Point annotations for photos
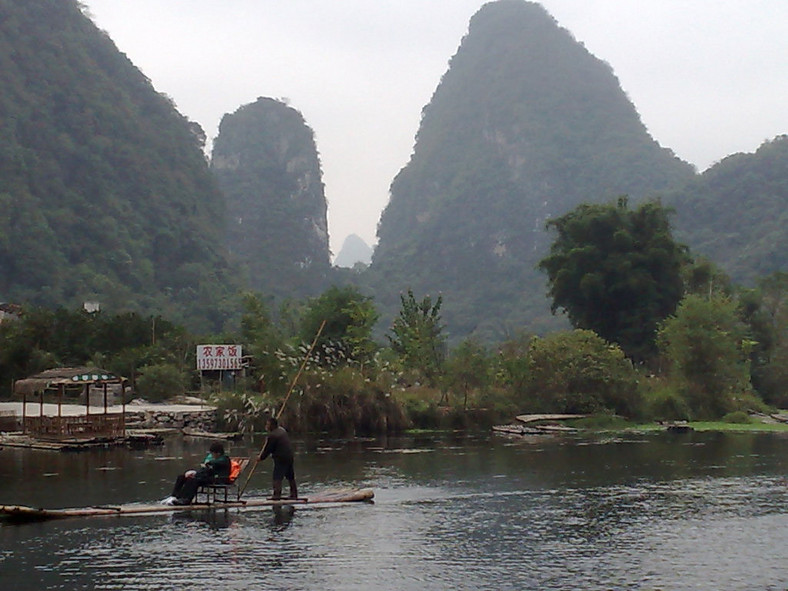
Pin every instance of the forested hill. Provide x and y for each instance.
(736, 213)
(267, 165)
(104, 190)
(524, 125)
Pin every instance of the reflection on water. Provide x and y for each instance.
(659, 512)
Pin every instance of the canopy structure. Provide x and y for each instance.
(60, 379)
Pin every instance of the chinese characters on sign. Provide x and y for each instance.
(218, 357)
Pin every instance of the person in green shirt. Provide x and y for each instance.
(214, 470)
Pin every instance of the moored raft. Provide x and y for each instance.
(22, 513)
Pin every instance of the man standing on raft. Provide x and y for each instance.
(278, 447)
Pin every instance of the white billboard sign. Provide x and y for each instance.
(218, 357)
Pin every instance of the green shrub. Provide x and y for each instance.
(738, 417)
(578, 372)
(343, 401)
(664, 404)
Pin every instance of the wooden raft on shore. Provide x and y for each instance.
(527, 424)
(21, 513)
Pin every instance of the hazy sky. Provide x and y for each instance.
(708, 77)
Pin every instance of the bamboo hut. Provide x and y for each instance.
(63, 381)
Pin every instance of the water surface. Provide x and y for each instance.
(697, 511)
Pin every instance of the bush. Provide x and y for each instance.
(159, 382)
(738, 417)
(242, 412)
(578, 372)
(665, 404)
(343, 401)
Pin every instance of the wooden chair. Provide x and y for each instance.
(215, 493)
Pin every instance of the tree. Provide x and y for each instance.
(765, 310)
(468, 369)
(417, 335)
(616, 271)
(261, 339)
(350, 317)
(707, 351)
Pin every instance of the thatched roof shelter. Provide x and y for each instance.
(61, 379)
(54, 379)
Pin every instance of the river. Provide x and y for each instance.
(648, 512)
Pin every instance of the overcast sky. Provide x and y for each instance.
(708, 77)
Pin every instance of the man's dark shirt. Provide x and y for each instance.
(278, 446)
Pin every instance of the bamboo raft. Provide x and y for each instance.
(21, 513)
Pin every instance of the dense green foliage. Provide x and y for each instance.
(735, 213)
(349, 384)
(525, 125)
(349, 318)
(616, 271)
(417, 336)
(575, 372)
(104, 191)
(706, 347)
(124, 344)
(266, 163)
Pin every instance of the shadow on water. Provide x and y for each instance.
(660, 511)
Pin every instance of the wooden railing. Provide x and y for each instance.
(75, 427)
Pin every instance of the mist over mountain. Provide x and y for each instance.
(105, 194)
(736, 213)
(354, 250)
(525, 125)
(267, 166)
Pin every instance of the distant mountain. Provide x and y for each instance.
(736, 213)
(266, 163)
(354, 250)
(105, 194)
(525, 125)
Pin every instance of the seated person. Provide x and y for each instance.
(214, 470)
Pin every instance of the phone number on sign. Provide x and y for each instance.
(214, 363)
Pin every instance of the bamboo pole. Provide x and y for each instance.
(284, 404)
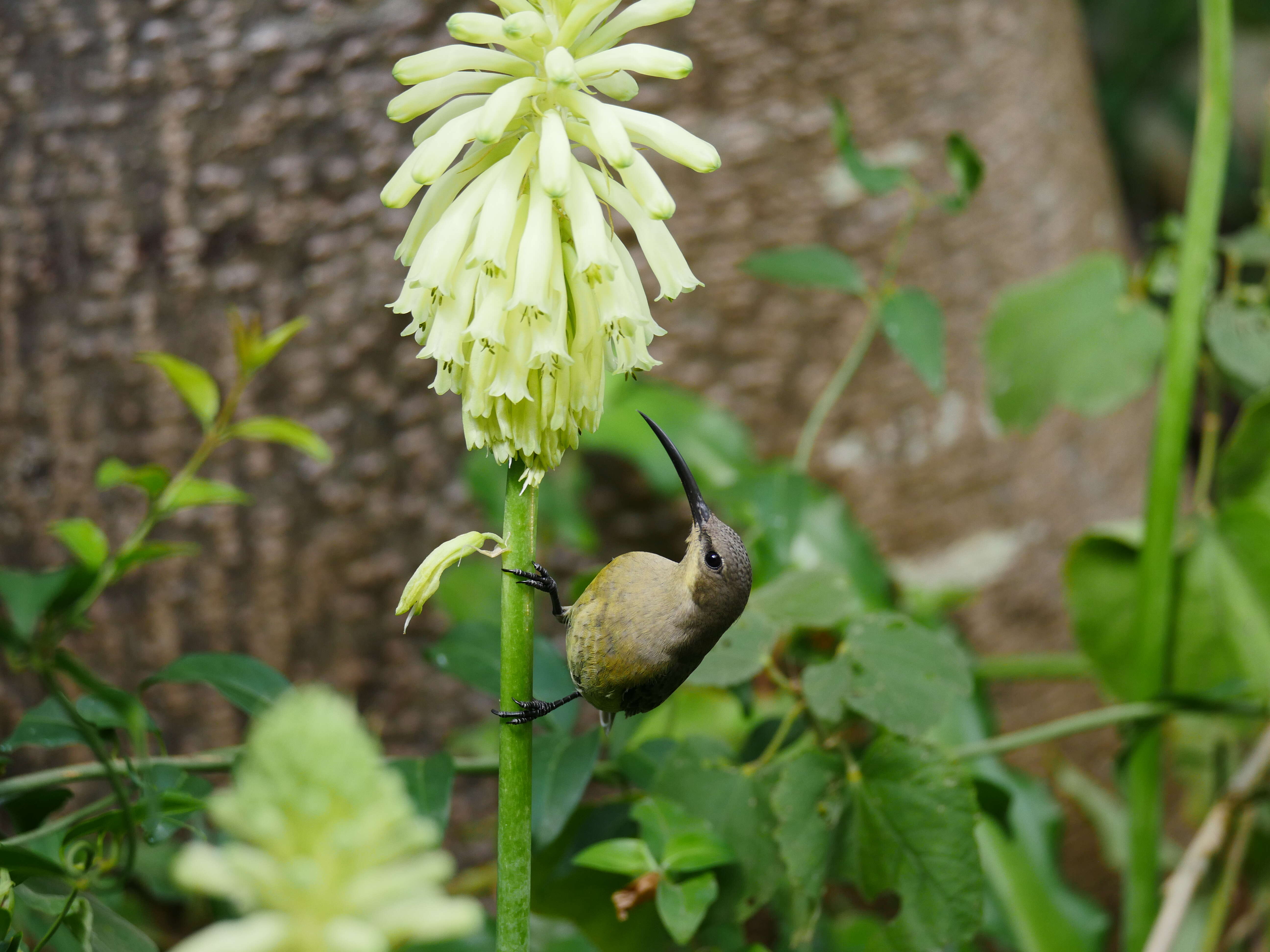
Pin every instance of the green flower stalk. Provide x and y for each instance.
(517, 285)
(328, 852)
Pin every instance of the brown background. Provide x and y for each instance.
(163, 160)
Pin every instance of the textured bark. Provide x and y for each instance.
(164, 160)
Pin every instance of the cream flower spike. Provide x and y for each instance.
(517, 286)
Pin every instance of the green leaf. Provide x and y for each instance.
(736, 810)
(31, 809)
(46, 725)
(196, 492)
(246, 682)
(684, 905)
(807, 805)
(896, 672)
(966, 168)
(152, 553)
(153, 479)
(911, 831)
(625, 856)
(915, 325)
(23, 864)
(431, 782)
(192, 382)
(27, 596)
(690, 852)
(562, 771)
(740, 653)
(1027, 899)
(808, 598)
(1244, 465)
(807, 267)
(677, 838)
(1250, 246)
(255, 352)
(1072, 339)
(877, 181)
(84, 540)
(1239, 336)
(1102, 582)
(280, 429)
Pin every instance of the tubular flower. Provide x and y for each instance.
(330, 855)
(517, 285)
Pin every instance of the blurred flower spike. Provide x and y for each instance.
(517, 285)
(330, 854)
(427, 578)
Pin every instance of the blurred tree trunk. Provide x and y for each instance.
(164, 160)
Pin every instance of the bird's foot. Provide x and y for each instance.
(540, 579)
(530, 711)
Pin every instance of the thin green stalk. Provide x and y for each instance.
(1062, 728)
(1041, 666)
(61, 823)
(864, 339)
(1221, 905)
(1173, 423)
(113, 777)
(58, 922)
(834, 389)
(516, 683)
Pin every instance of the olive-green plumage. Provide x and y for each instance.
(644, 622)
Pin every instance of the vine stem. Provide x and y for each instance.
(58, 922)
(1144, 767)
(515, 742)
(95, 743)
(1063, 728)
(1203, 847)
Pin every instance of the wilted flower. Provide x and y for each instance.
(519, 287)
(427, 578)
(330, 854)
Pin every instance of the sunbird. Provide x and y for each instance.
(644, 622)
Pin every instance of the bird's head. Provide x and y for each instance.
(717, 565)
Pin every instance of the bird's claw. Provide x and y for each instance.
(539, 579)
(530, 710)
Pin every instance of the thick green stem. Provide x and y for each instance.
(1169, 449)
(516, 683)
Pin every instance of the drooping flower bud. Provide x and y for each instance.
(519, 287)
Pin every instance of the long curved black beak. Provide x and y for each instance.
(700, 511)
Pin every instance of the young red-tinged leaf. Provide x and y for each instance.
(280, 429)
(153, 479)
(192, 382)
(197, 492)
(628, 857)
(84, 540)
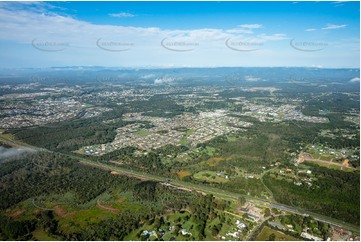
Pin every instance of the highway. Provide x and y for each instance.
(223, 194)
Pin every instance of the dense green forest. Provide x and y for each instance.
(335, 193)
(36, 180)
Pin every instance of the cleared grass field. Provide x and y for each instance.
(209, 176)
(329, 166)
(267, 231)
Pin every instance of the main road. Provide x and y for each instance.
(227, 195)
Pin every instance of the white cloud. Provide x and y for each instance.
(272, 37)
(122, 15)
(355, 79)
(334, 26)
(251, 26)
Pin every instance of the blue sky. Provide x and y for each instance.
(179, 34)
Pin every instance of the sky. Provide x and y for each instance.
(179, 34)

TASK GOAL: Reproduce each line exactly, please, except for any pictures.

OUTPUT FOR THIS TASK:
Pin every instance of the forested hill. Provide x and y for each instance.
(736, 213)
(267, 165)
(104, 190)
(524, 125)
Pin every instance of the reflection on water. Provide x and y for each instance.
(659, 512)
Pin every instance of the canopy structure. Provide x and y for each instance.
(60, 379)
Pin every instance of the chinese characters on sign. Provide x and y for each instance.
(218, 357)
Pin every instance of the person in green shirt. Provide x and y for each instance.
(214, 470)
Pin every instance of the moored raft. Provide x and y for each instance.
(22, 513)
Pin every instance of the man standing on raft. Provide x and y for each instance.
(278, 447)
Pin every instance of the white billboard sign. Provide x and y for each instance.
(218, 357)
Pin every instance of the green shrub. Provide x and y for each instance.
(738, 417)
(578, 372)
(343, 401)
(664, 404)
Pin every instance of the wooden raft on shore. Provide x and y for each instance.
(527, 424)
(21, 513)
Pin every instance of the hazy sky. Provide x and y for each instance.
(708, 77)
Pin every instance of the bamboo hut. Provide x and y for each instance.
(63, 381)
Pin every instance of the water surface. Provide x and y for each instance.
(697, 511)
Pin every instance of the bush. Provide x and y for each instance.
(159, 382)
(738, 417)
(242, 412)
(578, 372)
(665, 404)
(343, 401)
Pin every instance of the wooden chair. Provide x and y for each instance.
(215, 493)
Pin every instance of the tree. Provide x and y for each instance.
(765, 310)
(468, 369)
(417, 335)
(616, 271)
(261, 339)
(350, 317)
(707, 351)
Pin every instance of the thatched roof shelter. Provide x and y for each instance.
(61, 379)
(54, 379)
Pin every instance of the river. Provide x and y for each instance.
(648, 512)
Pin every instance of the overcast sky. Provide x and y for each instance.
(708, 77)
Pin every instance of the man's dark shirt. Provide x and y for each instance.
(278, 446)
Pin every instance of the bamboo raft. Provide x and y for each instance.
(21, 513)
Pin every instance of the dense green foliage. Provide x and y for each instance.
(735, 213)
(349, 384)
(525, 125)
(349, 318)
(616, 271)
(417, 336)
(575, 372)
(104, 191)
(706, 347)
(124, 344)
(266, 163)
Pin every instance of the shadow on water. Provide x and y for each instance.
(660, 511)
Pin every instance of the wooden railing. Provide x and y for each instance.
(75, 427)
Pin every instance of the mist over mountain. Provide x and y for each instance.
(105, 194)
(736, 213)
(354, 250)
(525, 125)
(267, 166)
Pin every instance of the distant mountain. Provide x and y for each instance.
(736, 213)
(266, 163)
(354, 250)
(105, 194)
(525, 125)
Pin every instance of the seated person. Provide x and y for each instance.
(214, 470)
Pin every instance of the phone number on sign. Provide x and y for each instance.
(214, 363)
Pin every instance of the bamboo pole. Provide x and y for each instance.
(284, 404)
Pin every instance of the green flower stalk. Provide x and y for each instance.
(517, 285)
(328, 852)
Pin every instance of the brown background. Provide x and y for each instance.
(163, 160)
Pin every instance of the textured bark. Provide x and y for each instance.
(164, 160)
Pin every instance of the cream flower spike. Provide x and y for each instance.
(517, 286)
Pin every instance of the green leaf. Provide x and y for each instance.
(736, 810)
(31, 809)
(46, 725)
(196, 492)
(246, 682)
(684, 905)
(807, 805)
(896, 672)
(966, 168)
(152, 553)
(153, 479)
(911, 831)
(625, 856)
(915, 325)
(23, 864)
(431, 782)
(192, 382)
(27, 596)
(690, 852)
(562, 771)
(740, 653)
(1027, 899)
(808, 598)
(1244, 465)
(807, 267)
(677, 838)
(1250, 246)
(255, 352)
(1072, 339)
(877, 181)
(84, 540)
(1239, 336)
(1102, 582)
(280, 429)
Pin every instance of the tubular flower. Provide x and y for each instance.
(330, 855)
(517, 285)
Pin every instance of the blurred flower spike. Provide x and y for each instance.
(517, 285)
(330, 854)
(427, 578)
Pin every instance of the blurred tree trunk. Provide x and y for each instance.
(164, 160)
Pin every instance of the bird's foot. Provide x and y for each instance.
(540, 579)
(530, 711)
Pin every instance of the thin green stalk. Provide x and y for each instance.
(1062, 728)
(1041, 666)
(61, 823)
(864, 339)
(1221, 905)
(1173, 423)
(113, 777)
(58, 922)
(834, 389)
(516, 683)
Pin every instance of the olive-green plumage. Provide x and y for each instance.
(644, 622)
Pin every instance of the vine stem. Provide x and y for each instance.
(58, 922)
(1144, 767)
(515, 742)
(95, 743)
(1063, 728)
(1203, 847)
Pin every instance of the wilted flower. Provide x and y for each instance.
(519, 287)
(427, 578)
(330, 854)
Pin every instance of the sunbird. Provide x and y for each instance.
(644, 622)
Pin every instance of the bird's head. Provide x and y for each instance.
(717, 565)
Pin every instance of the bird's claw. Provide x and y for each instance.
(539, 579)
(530, 710)
Pin every instance of the thick green stem. Provide x and y for each instance.
(1169, 449)
(516, 683)
Pin every instance of the drooping flower bud. Provide x and y for each instance.
(519, 287)
Pin every instance of the long curved black beak. Provide x and y for each instance.
(700, 511)
Pin every instance of the young red-tinged leaf. Provide x and y for each instance.
(280, 429)
(153, 479)
(192, 382)
(197, 492)
(628, 857)
(84, 540)
Pin every instance of the highway. Provide x and y for each instance.
(223, 194)
Pin every instance of the dense green forest. Provide x and y for each instance.
(335, 193)
(36, 180)
Pin every instance of the cleared grass field. Provide x and y for each instance.
(209, 176)
(329, 166)
(267, 231)
Pin every instance of the main road. Provide x and y for each instance.
(227, 195)
Pin every instance of the white cloud. Provide x and y for each instance.
(272, 37)
(122, 15)
(355, 79)
(334, 26)
(251, 26)
Pin every instance of the blue sky. Provide x and y for each instance.
(179, 34)
Pin every instance of the sky. Provide x and y for each instance.
(179, 34)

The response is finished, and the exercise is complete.